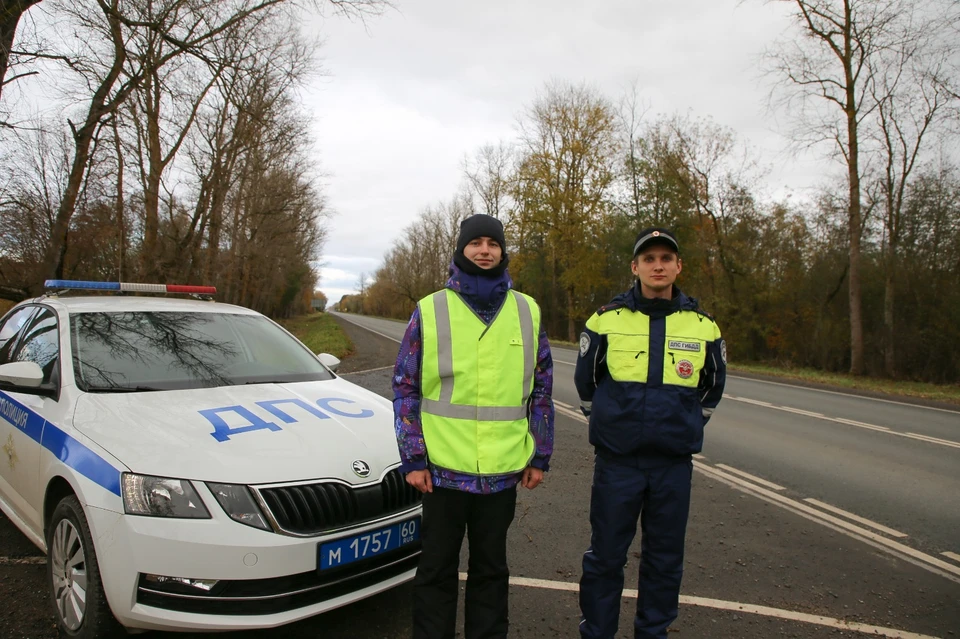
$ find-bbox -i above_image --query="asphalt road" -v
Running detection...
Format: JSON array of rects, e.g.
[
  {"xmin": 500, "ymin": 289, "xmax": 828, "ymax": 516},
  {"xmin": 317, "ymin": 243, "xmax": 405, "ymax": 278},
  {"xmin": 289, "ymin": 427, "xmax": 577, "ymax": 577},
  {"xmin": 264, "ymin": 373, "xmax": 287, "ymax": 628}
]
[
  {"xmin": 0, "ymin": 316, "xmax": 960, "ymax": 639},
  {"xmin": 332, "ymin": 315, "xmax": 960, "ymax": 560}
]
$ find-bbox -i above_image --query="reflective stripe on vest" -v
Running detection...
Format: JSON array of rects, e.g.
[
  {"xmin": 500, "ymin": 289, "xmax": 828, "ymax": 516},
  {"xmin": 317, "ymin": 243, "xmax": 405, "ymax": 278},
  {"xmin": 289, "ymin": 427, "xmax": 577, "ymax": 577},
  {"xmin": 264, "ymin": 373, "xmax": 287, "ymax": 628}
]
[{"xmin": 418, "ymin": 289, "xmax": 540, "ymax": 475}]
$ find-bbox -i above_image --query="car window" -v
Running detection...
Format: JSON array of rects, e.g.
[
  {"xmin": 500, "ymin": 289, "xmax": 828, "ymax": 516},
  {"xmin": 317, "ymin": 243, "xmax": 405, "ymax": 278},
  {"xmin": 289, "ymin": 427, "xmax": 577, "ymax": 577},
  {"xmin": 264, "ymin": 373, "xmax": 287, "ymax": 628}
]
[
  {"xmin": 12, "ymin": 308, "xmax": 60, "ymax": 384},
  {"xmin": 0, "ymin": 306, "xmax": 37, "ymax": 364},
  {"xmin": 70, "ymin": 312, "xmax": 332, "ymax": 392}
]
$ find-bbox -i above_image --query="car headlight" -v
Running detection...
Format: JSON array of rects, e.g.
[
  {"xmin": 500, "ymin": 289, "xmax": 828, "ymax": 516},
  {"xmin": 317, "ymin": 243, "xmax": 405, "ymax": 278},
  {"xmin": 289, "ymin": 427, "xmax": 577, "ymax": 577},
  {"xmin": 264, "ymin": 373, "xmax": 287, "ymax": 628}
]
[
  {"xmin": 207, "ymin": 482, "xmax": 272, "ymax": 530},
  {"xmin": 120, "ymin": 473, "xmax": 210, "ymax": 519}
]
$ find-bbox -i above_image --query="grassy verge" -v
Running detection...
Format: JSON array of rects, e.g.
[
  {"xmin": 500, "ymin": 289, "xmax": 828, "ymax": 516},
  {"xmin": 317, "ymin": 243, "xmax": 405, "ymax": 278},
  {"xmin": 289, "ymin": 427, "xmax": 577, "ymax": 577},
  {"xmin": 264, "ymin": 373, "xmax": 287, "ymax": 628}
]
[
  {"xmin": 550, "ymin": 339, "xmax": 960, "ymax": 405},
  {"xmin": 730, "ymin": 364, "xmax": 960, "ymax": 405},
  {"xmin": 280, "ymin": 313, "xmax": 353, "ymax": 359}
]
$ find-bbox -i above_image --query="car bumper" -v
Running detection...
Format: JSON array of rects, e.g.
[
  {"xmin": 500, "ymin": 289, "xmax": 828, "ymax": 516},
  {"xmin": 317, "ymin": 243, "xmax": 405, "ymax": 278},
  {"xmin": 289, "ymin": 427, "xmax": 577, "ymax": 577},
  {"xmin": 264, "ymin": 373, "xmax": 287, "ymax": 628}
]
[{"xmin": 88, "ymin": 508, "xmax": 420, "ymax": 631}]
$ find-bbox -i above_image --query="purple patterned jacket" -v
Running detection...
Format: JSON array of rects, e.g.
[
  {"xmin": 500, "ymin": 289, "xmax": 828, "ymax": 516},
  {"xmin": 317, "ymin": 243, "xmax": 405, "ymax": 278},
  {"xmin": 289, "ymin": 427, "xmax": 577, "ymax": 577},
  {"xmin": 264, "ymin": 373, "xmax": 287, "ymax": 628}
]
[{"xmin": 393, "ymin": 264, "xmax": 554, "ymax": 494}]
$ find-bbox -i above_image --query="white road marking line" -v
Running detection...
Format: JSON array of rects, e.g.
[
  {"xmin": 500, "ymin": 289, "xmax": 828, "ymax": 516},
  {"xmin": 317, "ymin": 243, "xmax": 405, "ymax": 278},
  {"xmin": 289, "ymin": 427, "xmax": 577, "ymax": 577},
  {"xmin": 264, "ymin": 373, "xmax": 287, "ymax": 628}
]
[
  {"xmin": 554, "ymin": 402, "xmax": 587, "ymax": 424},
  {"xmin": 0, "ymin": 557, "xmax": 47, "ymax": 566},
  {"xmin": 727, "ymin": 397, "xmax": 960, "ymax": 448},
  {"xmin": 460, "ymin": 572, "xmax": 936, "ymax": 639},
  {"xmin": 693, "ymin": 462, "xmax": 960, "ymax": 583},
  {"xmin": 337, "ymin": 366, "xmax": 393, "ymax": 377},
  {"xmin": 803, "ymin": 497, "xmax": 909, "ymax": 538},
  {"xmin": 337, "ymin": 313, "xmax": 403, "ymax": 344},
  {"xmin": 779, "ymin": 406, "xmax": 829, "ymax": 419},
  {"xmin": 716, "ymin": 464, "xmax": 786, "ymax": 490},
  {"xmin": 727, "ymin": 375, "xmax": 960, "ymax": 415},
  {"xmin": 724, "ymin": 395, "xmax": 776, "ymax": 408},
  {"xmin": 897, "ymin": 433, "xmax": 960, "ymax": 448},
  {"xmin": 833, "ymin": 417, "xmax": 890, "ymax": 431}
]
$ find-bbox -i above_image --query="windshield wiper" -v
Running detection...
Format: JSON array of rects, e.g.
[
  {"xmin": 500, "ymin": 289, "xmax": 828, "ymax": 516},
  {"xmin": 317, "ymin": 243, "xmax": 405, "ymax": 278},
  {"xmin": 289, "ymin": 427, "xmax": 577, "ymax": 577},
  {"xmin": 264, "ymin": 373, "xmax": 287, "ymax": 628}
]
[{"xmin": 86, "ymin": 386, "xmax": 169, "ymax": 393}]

========================

**Set problem:** Pick out every line of the material above that contains the string "find", and copy each one. Case counts.

**Output below:**
$ find-bbox -i above_image --query="asphalt road" -v
$ find-bbox -i above_image --query="reflective stripe on vest" -v
$ find-bbox -i above_image --query="car window" -v
$ find-bbox -i above_image --query="car headlight" -v
$ find-bbox -i above_image --query="grassy verge" -v
$ find-bbox -i above_image --query="car bumper" -v
$ find-bbox -i above_image --query="purple patterned jacket" -v
$ find-bbox -i above_image --query="white road marking line" -v
$ find-bbox -i above_image --query="windshield wiper" -v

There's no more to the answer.